Work instructions – Please find the lines in the following records that hold "below", and copy them.

Stored records

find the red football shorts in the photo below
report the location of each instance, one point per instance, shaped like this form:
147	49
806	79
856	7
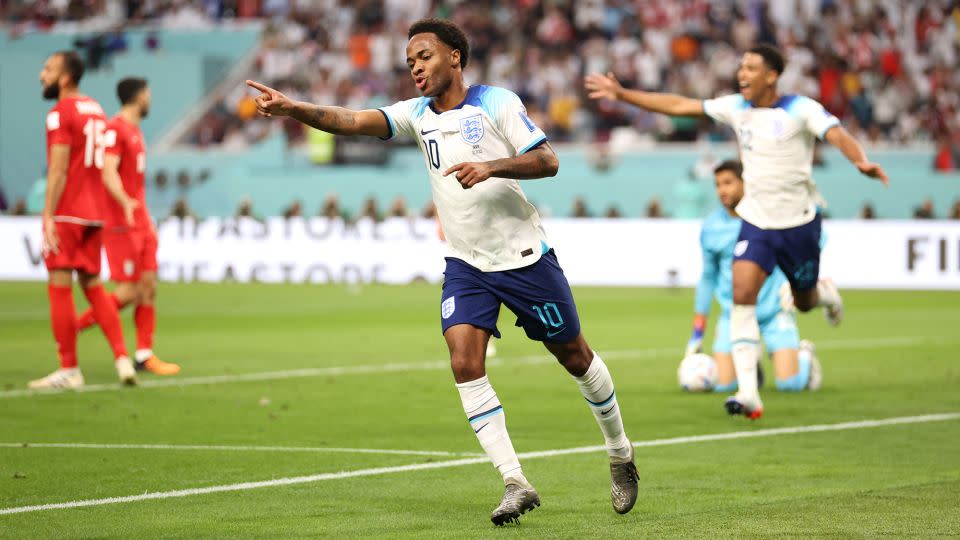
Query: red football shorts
79	248
130	253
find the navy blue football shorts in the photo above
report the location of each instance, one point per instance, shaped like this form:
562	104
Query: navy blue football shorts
538	295
795	250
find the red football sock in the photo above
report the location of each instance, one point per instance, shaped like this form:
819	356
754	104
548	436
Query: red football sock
106	315
62	321
85	320
145	316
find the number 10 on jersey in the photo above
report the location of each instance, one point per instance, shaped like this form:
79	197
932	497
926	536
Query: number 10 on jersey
433	152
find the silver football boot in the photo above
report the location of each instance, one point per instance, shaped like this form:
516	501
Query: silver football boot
624	483
516	500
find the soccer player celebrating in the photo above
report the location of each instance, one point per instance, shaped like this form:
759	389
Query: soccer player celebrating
795	364
130	238
477	142
781	225
72	226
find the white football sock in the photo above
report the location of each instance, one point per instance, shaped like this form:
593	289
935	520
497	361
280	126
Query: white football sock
745	337
827	295
596	385
489	424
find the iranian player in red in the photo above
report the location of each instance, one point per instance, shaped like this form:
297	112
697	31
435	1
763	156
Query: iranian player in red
129	236
72	219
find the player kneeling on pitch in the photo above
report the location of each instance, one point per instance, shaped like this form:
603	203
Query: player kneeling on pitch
795	363
477	141
780	223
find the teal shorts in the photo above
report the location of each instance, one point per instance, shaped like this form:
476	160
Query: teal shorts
778	332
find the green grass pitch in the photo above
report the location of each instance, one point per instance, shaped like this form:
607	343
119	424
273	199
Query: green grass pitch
894	356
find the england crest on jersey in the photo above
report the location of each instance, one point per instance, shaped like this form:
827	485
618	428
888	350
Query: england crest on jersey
471	128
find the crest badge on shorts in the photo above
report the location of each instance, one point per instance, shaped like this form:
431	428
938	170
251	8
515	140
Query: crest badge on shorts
471	128
448	307
740	248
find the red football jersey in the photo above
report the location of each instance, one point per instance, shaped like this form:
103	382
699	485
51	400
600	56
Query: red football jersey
125	140
79	122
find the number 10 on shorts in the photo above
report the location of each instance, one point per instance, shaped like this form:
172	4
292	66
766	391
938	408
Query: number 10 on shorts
549	314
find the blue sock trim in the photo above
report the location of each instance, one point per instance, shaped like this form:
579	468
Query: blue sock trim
603	403
729	387
485	414
798	382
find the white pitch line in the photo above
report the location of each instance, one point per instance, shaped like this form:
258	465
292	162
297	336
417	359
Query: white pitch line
845	344
233	448
473	461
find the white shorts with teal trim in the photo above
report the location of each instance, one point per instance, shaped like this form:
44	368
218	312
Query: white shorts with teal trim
778	332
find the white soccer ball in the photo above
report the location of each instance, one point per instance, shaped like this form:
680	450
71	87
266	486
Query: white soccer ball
697	373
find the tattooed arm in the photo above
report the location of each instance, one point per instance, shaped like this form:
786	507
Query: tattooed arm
540	162
336	120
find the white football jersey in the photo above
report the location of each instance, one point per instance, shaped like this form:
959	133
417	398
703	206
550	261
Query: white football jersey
776	148
490	226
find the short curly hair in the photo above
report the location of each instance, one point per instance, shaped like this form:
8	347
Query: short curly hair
448	32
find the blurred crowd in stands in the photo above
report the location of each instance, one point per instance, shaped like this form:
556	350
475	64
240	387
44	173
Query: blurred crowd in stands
888	68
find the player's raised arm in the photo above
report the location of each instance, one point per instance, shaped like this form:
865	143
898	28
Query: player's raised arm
608	87
540	162
336	120
852	150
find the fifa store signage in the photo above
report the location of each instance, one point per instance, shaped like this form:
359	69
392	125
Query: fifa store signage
621	252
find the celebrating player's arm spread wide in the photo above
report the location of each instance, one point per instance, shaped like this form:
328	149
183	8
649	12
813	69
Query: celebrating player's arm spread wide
477	141
539	162
781	220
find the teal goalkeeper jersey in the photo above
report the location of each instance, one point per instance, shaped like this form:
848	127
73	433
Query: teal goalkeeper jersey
717	239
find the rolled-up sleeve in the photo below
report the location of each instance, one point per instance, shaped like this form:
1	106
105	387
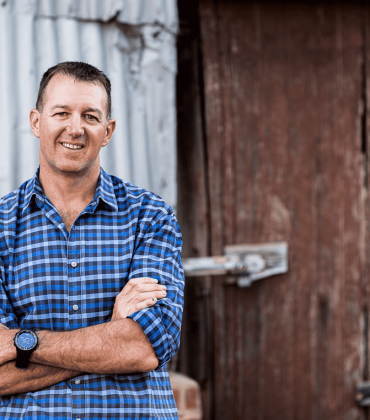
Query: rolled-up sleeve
7	316
158	256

Expected answer –
find the red football shorts in the photo below
find the rolled-up sleeve in the photo below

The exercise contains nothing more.